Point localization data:
***
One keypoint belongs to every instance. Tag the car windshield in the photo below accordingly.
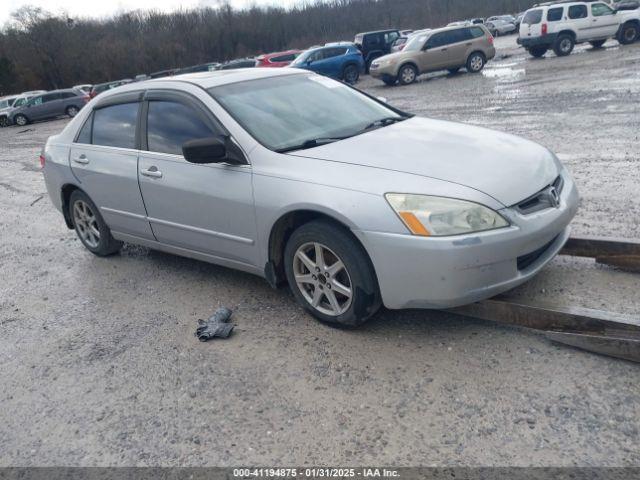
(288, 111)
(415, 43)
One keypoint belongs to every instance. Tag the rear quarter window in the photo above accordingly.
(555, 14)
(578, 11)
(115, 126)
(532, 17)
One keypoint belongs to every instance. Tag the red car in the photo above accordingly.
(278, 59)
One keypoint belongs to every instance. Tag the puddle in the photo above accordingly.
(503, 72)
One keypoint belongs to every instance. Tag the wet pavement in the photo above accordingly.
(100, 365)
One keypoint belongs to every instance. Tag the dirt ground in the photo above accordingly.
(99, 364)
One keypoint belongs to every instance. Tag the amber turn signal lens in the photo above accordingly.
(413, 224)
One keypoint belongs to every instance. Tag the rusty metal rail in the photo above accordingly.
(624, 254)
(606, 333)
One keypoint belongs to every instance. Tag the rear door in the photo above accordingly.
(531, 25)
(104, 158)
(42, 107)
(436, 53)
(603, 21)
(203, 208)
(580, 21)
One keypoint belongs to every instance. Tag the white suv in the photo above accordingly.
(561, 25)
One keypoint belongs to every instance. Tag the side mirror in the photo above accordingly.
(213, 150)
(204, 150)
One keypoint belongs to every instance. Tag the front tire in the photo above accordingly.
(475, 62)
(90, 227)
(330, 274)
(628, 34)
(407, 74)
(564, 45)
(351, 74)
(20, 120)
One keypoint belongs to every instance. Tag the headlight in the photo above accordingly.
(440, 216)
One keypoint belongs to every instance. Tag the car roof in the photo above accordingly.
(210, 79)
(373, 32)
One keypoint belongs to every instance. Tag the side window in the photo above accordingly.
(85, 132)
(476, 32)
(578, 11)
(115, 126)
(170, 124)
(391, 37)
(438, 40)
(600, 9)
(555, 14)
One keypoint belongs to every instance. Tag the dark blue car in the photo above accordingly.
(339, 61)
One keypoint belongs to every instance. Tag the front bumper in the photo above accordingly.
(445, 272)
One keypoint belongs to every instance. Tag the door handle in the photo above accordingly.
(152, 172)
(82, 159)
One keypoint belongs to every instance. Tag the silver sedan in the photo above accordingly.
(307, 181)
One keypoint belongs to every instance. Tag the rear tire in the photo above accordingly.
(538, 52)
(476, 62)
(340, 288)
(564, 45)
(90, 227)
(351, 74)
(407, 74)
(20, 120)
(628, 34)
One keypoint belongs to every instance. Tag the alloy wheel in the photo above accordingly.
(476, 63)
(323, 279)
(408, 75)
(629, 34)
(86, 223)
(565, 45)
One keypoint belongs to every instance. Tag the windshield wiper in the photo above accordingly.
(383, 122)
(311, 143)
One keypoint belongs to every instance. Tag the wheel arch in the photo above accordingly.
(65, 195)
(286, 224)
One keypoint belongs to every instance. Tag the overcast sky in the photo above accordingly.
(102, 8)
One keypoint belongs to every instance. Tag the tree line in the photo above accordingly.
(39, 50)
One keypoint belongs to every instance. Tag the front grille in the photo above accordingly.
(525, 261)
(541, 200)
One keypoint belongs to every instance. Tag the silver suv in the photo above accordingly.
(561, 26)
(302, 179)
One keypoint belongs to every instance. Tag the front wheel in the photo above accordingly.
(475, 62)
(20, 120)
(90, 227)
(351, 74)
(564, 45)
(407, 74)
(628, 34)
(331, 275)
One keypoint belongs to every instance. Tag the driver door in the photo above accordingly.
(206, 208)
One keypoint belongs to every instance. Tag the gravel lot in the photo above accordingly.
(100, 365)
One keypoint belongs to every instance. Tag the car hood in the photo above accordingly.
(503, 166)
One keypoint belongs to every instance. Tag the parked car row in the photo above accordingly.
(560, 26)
***
→ Directions for this task
Copy out the entries above in full and exactly, skipping every picture.

→ Answer area
One keypoint belongs to every instance. Tag the car windshield in the photo below accordingly.
(288, 111)
(415, 43)
One keypoint belongs to every instance. Tag the rear quarter window in the photo above accordingly.
(555, 14)
(578, 11)
(115, 126)
(532, 17)
One keypoint belongs to every instance. Tag the red car in the photo above accordingly.
(278, 59)
One keypoint belongs to every instance. Tag the puddle in the photo above accordingly.
(503, 72)
One keypoint belongs to every instance. Tag the wet pavement in the photo above accordingly.
(100, 365)
One keypoint belongs to every instance. Tag the dirt ground in the photo above accordingly.
(99, 364)
One keypoint belongs to every instance. Tag the amber turn signal lens in the photo above accordingly.
(413, 224)
One keypoint belongs to every instance. Tag the rusty metal rail in the photo above accordingly.
(624, 254)
(606, 333)
One keypoint belongs to every instance. Tag the rear door in the photo above accordingly.
(531, 25)
(104, 158)
(42, 107)
(436, 53)
(603, 21)
(203, 208)
(580, 21)
One keypoint belongs to every instance. Tag the white suv in the photo above accordingly.
(561, 25)
One keypoint belongs to every instance. Tag the side mirror in the photo above accordingly.
(213, 150)
(204, 150)
One keypoint belongs to every instance. Tag the front tire in the photo above accordingly.
(475, 62)
(90, 227)
(330, 274)
(628, 34)
(407, 74)
(564, 45)
(351, 74)
(20, 120)
One keypoint belongs to every instance. Tag the headlight in the photo above accordingly.
(440, 216)
One keypoint belongs to every instance. Tag the car roof in the photo above accordingly.
(210, 79)
(373, 32)
One keypoint belongs to every instance. Tag the side window in the photo above accordingly.
(85, 132)
(476, 32)
(578, 11)
(115, 126)
(170, 124)
(391, 37)
(438, 40)
(600, 9)
(555, 14)
One keypoint belongs to every instance. Tag the dark blue car in the photo above accordingly.
(339, 61)
One keypoint belongs to every instance. Tag the front bumper in the photo above accordingly.
(445, 272)
One keypoint belongs to every instance. Tag the door handle in the photo above accordingly.
(152, 172)
(82, 159)
One keypoint belongs to every instance. Tag the silver sedan in the photo above accordingly.
(307, 181)
One keypoint belongs to every instance. Tag the rear tire in the photo above accordingly.
(538, 52)
(476, 62)
(340, 288)
(564, 45)
(90, 227)
(351, 74)
(407, 74)
(20, 120)
(628, 34)
One keypoint belongs to every instance. Tag the alloy wheel in the photo above accordingly.
(476, 63)
(323, 279)
(408, 75)
(629, 34)
(86, 223)
(565, 45)
One keypoint belongs to every instance. Tag the windshield wiper in the photo above accordingly.
(383, 122)
(311, 143)
One keypoint belongs to every instance. Tag the wheel arch in the photo above accordingly.
(65, 195)
(286, 224)
One keypoint belongs to every instance. Tag the overcast sky in the photo above accordingly.
(102, 8)
One keypoint belongs to every instance. Tag the tree line in the photo above accordingly.
(39, 50)
One keypoint belongs to every instance. Tag the front grille in the photo above accordingly.
(525, 261)
(541, 200)
One keypoint belongs to every instance. Tag the silver suv in the photo above accordingly.
(561, 26)
(302, 179)
One keypoint belongs to every instance. Tag the front wheel in the photo above accordingly.
(475, 62)
(20, 120)
(90, 227)
(351, 74)
(564, 45)
(407, 74)
(628, 34)
(331, 275)
One keypoint belongs to every instance. Tag the driver door in the photo above accordingly.
(206, 208)
One keypoint belongs to every instance. Tag the gravel lot in the photo above accordingly.
(100, 365)
One keypoint belongs to every instance. Tag the car hood in the photo above accordingly.
(503, 166)
One keypoint belongs to every instance. Tag the parked car row in the photo above accordingly.
(560, 26)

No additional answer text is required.